>> BEGIN Stored data

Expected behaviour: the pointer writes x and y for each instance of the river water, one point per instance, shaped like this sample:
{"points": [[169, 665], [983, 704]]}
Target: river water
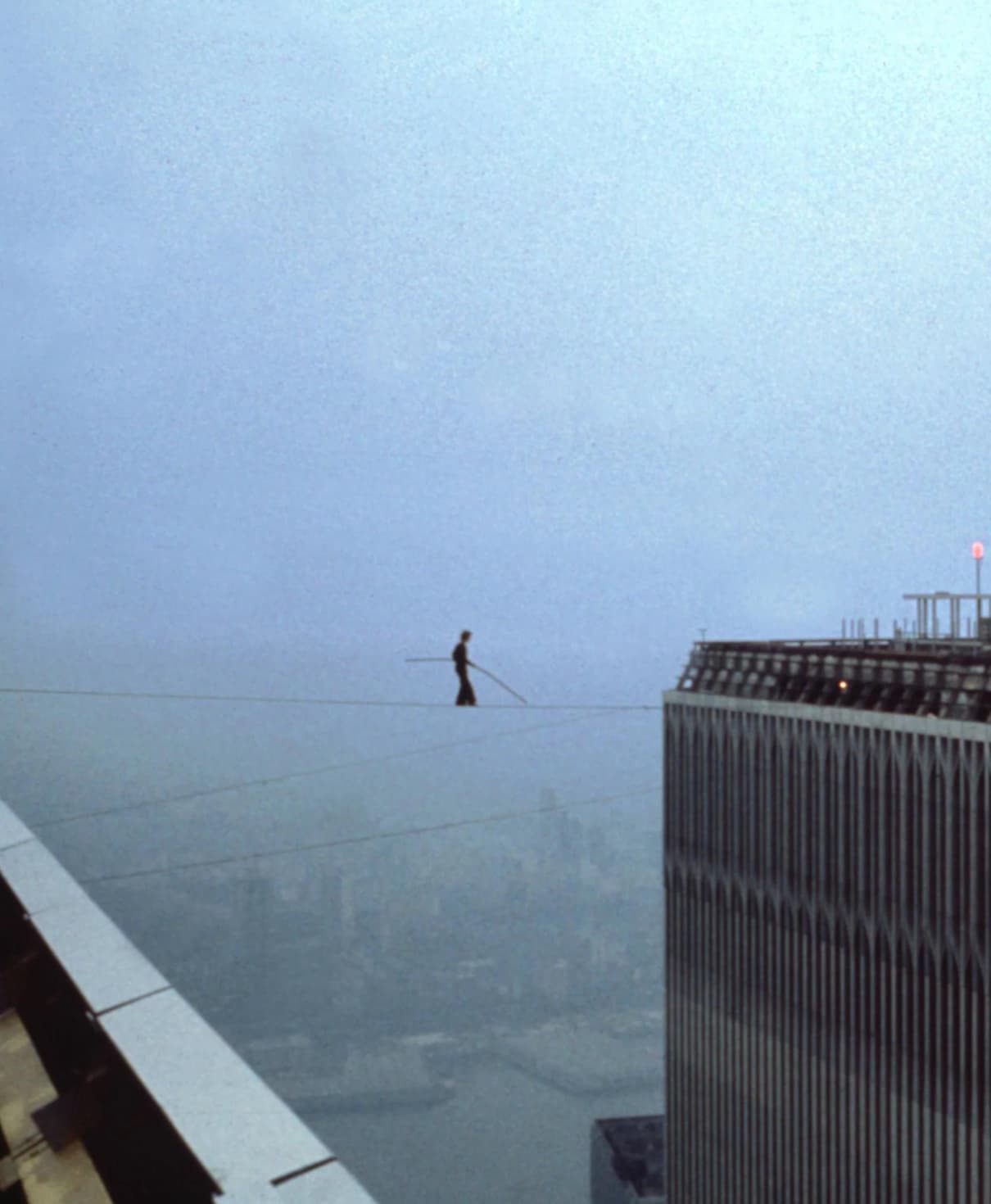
{"points": [[505, 1138]]}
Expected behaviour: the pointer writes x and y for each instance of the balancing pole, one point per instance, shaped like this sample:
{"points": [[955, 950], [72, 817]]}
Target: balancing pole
{"points": [[420, 660]]}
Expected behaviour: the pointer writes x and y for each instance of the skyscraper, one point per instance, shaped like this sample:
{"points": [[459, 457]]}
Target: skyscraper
{"points": [[826, 855]]}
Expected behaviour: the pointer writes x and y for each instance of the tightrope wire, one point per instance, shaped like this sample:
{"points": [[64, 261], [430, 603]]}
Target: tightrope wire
{"points": [[277, 779], [500, 817], [289, 701]]}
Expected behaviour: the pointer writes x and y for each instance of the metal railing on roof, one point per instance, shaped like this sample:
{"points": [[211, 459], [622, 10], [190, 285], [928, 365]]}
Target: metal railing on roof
{"points": [[936, 678]]}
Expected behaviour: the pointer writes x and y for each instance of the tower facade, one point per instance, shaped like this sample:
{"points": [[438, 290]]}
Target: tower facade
{"points": [[827, 898]]}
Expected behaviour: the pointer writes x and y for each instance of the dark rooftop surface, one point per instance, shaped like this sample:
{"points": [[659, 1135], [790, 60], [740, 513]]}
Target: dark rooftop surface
{"points": [[638, 1152], [943, 678]]}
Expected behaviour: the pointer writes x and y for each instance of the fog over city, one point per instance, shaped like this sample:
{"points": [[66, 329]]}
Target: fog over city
{"points": [[333, 329]]}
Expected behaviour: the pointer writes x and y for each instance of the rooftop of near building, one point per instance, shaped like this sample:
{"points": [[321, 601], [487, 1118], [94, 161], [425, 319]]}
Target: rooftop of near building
{"points": [[948, 678], [112, 1088]]}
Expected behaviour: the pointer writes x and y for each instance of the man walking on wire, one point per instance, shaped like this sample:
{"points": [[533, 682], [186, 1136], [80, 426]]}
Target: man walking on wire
{"points": [[461, 663]]}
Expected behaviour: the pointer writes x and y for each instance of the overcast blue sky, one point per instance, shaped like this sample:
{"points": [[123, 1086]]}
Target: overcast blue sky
{"points": [[579, 324]]}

>> END Stored data

Copy out the entries verbatim and leave the images out.

◆ **Output for this exercise**:
Expected behaviour: the pointer writes x and y for each instance of the river water, one point per instance, shaped like this sample:
{"points": [[169, 665], [983, 704]]}
Target: river water
{"points": [[505, 1138]]}
Expected behaviour: the pointer writes x and y for each instance of the balancing pole, one point per instance, shaped like this sample:
{"points": [[955, 950], [72, 817]]}
Target: balancing pole
{"points": [[420, 660]]}
Expected behaviour: the pointer writes x and y for each instance of the skyscraper, one point per instance, shaped like this sample:
{"points": [[459, 457]]}
Target: skyscraper
{"points": [[826, 855]]}
Expected behaviour: the pointer writes x and y for each instance of the tightrope wire, one point per instance, shaped like this sample:
{"points": [[64, 261], [430, 603]]}
Target: tightrope wire
{"points": [[277, 779], [500, 817], [289, 701]]}
Expected behaviour: the pointer writes x and y for each instance of the metal railing on roof, one point per instance, shaped like this sample:
{"points": [[211, 459], [622, 10], [190, 285], [928, 365]]}
Target: metal railing on roof
{"points": [[936, 678]]}
Expected behaviour: the pointer writes x and y for each instance of the tower facade, one point per instance, shaped like this sample:
{"points": [[438, 290]]}
Target: tower facade
{"points": [[827, 898]]}
Expected behaviour: the pointer writes x and y for each instance of the dark rooftop surface, one point per instance, shaped like this sample:
{"points": [[659, 1135], [790, 60], [740, 513]]}
Target: dark rooftop surface
{"points": [[638, 1152], [943, 678]]}
Expected behaviour: the pointer writes x and y for each instance of the fog over city, one point per instance, shaped like this sample:
{"points": [[66, 329]]}
Target: fog over city
{"points": [[333, 329]]}
Expected behaviour: the pointer writes x and y for each instance of the rooftop of near building, one point per instance, shaped like this sample:
{"points": [[321, 601], [487, 1118], [94, 161], [425, 319]]}
Target: rooftop of near building
{"points": [[948, 678], [112, 1088]]}
Expected behaviour: the pointer writes x and y for each instance of the man walking on wire, one point per instance, shaped like this sample:
{"points": [[533, 682], [186, 1136], [80, 426]]}
Target: man walking on wire
{"points": [[461, 663]]}
Expected behaviour: the pointer writes x and y for each instance of the overcast blue sky, one point per instance, shaped like this sample:
{"points": [[123, 1086]]}
Target: overcast blue sky
{"points": [[579, 324]]}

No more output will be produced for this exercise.